Fourth, we must approach each dimension of the challenge as a system – system by system. The United Nations put forward 17 sustainable development goals (SDGs) that countries and corporations can use as yardstick. The World Economic Forum has articulated 14 systems, each one of which provides a unique point of entry and the ability to trace linkages through transformation maps. Fresh, creative thinking from multiple stakeholders can emerge from these systemic approaches.
For example, the council on Long-term Investing, Infrastructure and Development (of which I am a member) addresses the behavioural and institutional blockages that prevent funds from flowing into infrastructure and other socially impactful investments from private, public and blended sources. It explores creative solutions such as asset-recycling and connects with the wider question of the purpose of finance.
Fifth, we need a clearing mechanism for conflict. How we engage in constructive conflict and how proactively we seek out diversity will help us avert blind-spots and rise above the ‘false binary’ of Westminister-style debate. It is not capitalism versus socialism; it is liberalising labour markets and intervenionist policy around training and transition. It is deeper capital markets and better regulation, governance and boardroom accountability. It is meritocracy and social mobility. Navigating disagreement between genuinely held beliefs is the hallmark of leadership.

STATED TASK A:
Answer these questions about the passage on approaching global challenges, one line each:
(i) How many sustainable development goals did the United Nations put forward?
(ii) What creative solution does the council on Long-term Investing, Infrastructure and Development explore?
(iii) What does the passage call the hallmark of leadership?

SOURCE MATERIAL:
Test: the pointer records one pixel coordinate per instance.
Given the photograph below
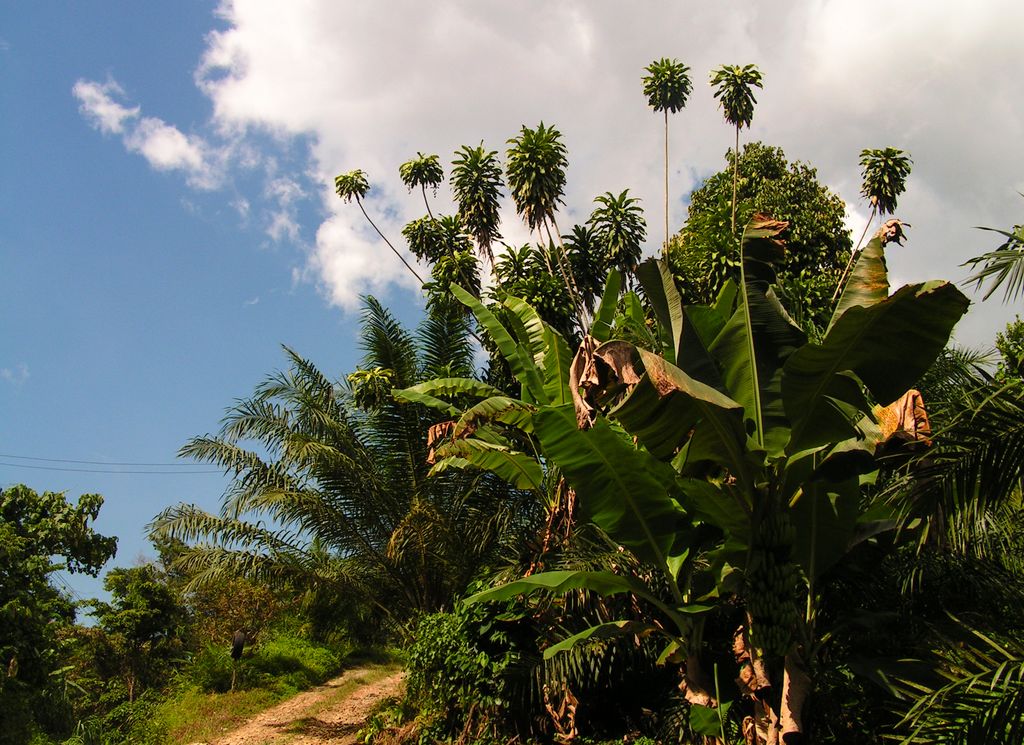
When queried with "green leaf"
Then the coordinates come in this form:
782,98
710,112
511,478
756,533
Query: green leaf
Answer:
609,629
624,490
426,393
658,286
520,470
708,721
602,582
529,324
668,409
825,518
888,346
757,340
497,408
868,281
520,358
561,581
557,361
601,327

==

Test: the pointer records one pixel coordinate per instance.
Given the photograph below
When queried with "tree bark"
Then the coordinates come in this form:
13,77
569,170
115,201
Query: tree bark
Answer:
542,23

---

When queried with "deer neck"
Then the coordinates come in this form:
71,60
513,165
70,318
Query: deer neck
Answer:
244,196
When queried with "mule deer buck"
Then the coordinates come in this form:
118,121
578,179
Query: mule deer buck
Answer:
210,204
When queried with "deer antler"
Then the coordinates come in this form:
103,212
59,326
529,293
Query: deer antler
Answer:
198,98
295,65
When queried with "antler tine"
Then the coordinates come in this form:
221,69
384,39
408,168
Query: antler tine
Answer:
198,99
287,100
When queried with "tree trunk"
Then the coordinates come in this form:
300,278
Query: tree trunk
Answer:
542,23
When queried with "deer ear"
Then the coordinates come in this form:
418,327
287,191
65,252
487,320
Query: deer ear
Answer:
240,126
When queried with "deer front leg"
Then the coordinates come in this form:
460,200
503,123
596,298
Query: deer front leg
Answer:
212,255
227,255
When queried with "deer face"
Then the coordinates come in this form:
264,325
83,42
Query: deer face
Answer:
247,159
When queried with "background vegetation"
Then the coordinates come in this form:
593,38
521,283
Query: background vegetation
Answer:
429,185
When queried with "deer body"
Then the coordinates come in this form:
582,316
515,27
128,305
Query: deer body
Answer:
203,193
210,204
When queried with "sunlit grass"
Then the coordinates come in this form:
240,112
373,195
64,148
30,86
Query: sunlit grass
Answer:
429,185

STATED TASK B: Extract every line of the records that contains the string "sunlit".

PROBLEM SOLUTION A:
(i) 17
(ii) Asset-recycling
(iii) Navigating disagreement between genuinely held beliefs

PROBLEM SOLUTION B:
When queried with "sunlit grass"
Query: sunlit grass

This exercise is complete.